▶ TASK DETAILS:
Set down all of the entries precisely as they were written.
### MATERIAL FOR THIS TASK ###
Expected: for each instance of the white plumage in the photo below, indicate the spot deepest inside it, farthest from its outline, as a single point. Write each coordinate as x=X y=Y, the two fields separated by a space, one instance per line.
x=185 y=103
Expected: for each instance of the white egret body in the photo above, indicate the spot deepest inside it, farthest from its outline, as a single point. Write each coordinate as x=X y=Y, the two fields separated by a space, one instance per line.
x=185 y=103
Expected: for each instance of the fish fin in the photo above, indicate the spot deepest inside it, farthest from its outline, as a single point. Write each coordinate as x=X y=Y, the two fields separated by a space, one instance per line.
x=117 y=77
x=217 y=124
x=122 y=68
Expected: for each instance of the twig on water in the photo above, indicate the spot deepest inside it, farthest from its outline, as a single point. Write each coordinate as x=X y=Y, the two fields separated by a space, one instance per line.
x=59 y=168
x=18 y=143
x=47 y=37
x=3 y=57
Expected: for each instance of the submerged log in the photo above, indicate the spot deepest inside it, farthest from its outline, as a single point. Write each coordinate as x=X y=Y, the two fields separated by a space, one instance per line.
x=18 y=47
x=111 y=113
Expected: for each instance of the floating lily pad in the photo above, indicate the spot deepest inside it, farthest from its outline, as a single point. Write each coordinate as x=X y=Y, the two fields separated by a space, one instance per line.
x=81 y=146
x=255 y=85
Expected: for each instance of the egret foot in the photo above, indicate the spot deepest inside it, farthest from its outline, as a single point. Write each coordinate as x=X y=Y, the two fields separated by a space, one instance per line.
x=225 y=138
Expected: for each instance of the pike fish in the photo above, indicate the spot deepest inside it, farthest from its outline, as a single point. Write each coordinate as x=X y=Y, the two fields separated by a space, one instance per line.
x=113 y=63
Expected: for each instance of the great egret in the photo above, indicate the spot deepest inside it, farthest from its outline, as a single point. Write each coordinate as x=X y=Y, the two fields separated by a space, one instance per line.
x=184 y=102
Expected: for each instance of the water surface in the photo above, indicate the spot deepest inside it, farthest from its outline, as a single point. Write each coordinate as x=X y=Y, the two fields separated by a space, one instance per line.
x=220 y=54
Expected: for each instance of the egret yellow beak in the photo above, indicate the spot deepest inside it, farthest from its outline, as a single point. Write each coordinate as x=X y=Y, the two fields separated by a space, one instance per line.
###
▶ EXERCISE RESULT:
Expected: for each instance of the white plumage in the photo below, indicate the spot deepest inside it, farthest from its outline, as a single point. Write each coordinate as x=X y=Y, the two fields separated by a space, one instance per line.
x=185 y=103
Expected: for each instance of the white egret body in the photo above, indicate the spot deepest inside it, farthest from its outline, as a single point. Write each coordinate as x=X y=Y, the two fields separated by a space, one instance per line.
x=185 y=103
Expected: for each instance of the fish fin in the photo above, indicate the spot deepest inside it, farthest from its outline, as a single point. Write each coordinate as x=X y=Y, the two fields separated by a space, one instance per line.
x=117 y=77
x=217 y=124
x=122 y=68
Expected: for each instance of the twig on water in the photo above, indicate the spot deepest inside it, farthest from its outline, as a single point. Write each coordinate as x=X y=Y, the two fields separated by a space, one instance per line.
x=59 y=168
x=18 y=143
x=47 y=37
x=3 y=57
Expected: for each instance of the submerged log in the photo above, indicate the spot deepest inside it, farthest from its outline, as a single point. Write each coordinate as x=X y=Y, the two fields separated by a space, one instance per line.
x=18 y=47
x=111 y=113
Expected: for each instance of the floating lily pad in the photo above, indicate the spot deepest inside it, farthest from its outline, as a single point. Write each coordinate as x=X y=Y, the two fields separated by a space, one instance per line.
x=81 y=146
x=255 y=85
Expected: for each instance of the egret foot in the photo above, indicate the spot deepest inside it, farthest from its outline, as a single point. Write each coordinate as x=X y=Y, the two fields separated by a space, one instance per line.
x=225 y=138
Expected: for each instance of the pike fish in the photo above, indicate the spot deepest inside it, farthest from its outline, as a single point. Write each coordinate as x=X y=Y, the two fields separated by a space, one instance per line.
x=113 y=63
Expected: for each instance of the great egret in the photo above, indicate the spot deepest inside it, farthest from its outline, as a single point. Write each coordinate as x=X y=Y, the two fields separated by a space, one instance per line.
x=184 y=102
Expected: for each instance of the water surface in the photo above, indicate the spot deepest inside it, farthest from its outline, as a single point. Write each coordinate as x=X y=Y, the two fields separated by a space, one instance per line.
x=220 y=54
Expected: for each instance of the egret yellow beak in the photo above, indicate the spot deepest inside it, farthest from its outline, as a single point. Write each coordinate as x=X y=Y, the two fields separated by a space, one instance per line.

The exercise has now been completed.